Repeat the passage of the text on the Haitian TPS ruling word for word, from "Rep. Sylvia Garcia" to "Arrivals (DACA) program.".

[SOURCE EXTRACT]
-.-.-

Schulte said it was a "heartbreaking, terrible decision that defies common sense." He added that "the administration simply broke the law in the way it terminated TPS." Now, he said, the lives of "hundreds of thousands of people who have lived here for decades... are in chaos."
While the Trump administration has often portrayed immigrants and refugees as parasites, Schulte argued that the "economic damage" of the decision would be felt far beyond the families facing deportation.
"Haitian TPS holders contribute nearly $6 billion to the US economy each year, and 200,000 of them work in industries already facing labor shortages, including healthcare, agriculture, and manufacturing," he said. "An estimated 25,000 US citizen children of Haitian TPS holders will be pushed into poverty when their parents lose work authorization. Employers will lose trained, dedicated workers they cannot easily replace. The real-life impact of this ruling is profound, cruel, and heartbreaking."
Some members of Congress pledged to take action to defend TPS recipients in light of the decision.
Rep. Sylvia Garcia (D-Texas) called on Congress to pass the American Dream and Promise Act, which would create pathways to permanent legal status for TPS holders, as well as holders of the similar Deferred Enforced Departure (DED), and those who were brought to the US unauthorized as children and received protection under the Deferred Action for Childhood Arrivals (DACA) program.
"TPS holders followed the rules. They registered with the government, passed background checks, renewed their status, worked legally, paid taxes, and raised their families here," Garcia said. "Their reward should not be a deportation notice."
Sen. Ed Markey (D-Mass.), who spoke outside the court on Thursday, said the ruling showed that "the far-right MAGA majority on the court cannot stand." He said, "We need to win back the House and the Senate and expand the court."

-.-.-

(Saved entries)
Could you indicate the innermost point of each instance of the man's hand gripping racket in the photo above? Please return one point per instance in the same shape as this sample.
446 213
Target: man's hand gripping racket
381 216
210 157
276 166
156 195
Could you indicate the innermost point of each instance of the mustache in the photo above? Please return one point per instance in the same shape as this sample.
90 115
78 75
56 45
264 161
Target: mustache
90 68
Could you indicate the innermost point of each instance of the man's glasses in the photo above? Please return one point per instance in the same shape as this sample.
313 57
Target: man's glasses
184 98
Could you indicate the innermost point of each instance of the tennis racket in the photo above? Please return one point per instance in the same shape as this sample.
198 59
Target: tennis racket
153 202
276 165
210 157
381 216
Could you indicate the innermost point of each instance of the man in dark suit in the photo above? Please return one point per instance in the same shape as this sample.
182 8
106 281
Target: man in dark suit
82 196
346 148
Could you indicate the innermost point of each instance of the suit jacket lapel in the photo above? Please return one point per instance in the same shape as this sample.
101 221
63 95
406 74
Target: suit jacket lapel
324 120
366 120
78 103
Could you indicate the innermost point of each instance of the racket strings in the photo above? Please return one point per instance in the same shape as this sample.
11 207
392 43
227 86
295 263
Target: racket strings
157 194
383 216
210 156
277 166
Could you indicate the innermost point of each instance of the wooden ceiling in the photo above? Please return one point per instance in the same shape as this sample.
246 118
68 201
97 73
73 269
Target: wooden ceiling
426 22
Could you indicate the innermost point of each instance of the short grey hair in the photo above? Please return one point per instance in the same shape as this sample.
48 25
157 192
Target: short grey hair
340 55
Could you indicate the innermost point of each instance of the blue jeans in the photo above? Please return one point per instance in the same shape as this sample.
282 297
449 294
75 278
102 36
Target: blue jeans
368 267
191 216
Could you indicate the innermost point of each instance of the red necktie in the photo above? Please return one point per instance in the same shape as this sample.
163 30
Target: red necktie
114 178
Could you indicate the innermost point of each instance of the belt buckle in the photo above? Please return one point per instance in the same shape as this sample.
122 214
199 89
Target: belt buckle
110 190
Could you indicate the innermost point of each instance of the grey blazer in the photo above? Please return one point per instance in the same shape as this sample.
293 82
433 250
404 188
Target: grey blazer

-.-.-

[TASK OUTPUT]
Rep. Sylvia Garcia (D-Texas) called on Congress to pass the American Dream and Promise Act, which would create pathways to permanent legal status for TPS holders, as well as holders of the similar Deferred Enforced Departure (DED), and those who were brought to the US unauthorized as children and received protection under the Deferred Action for Childhood Arrivals (DACA) program.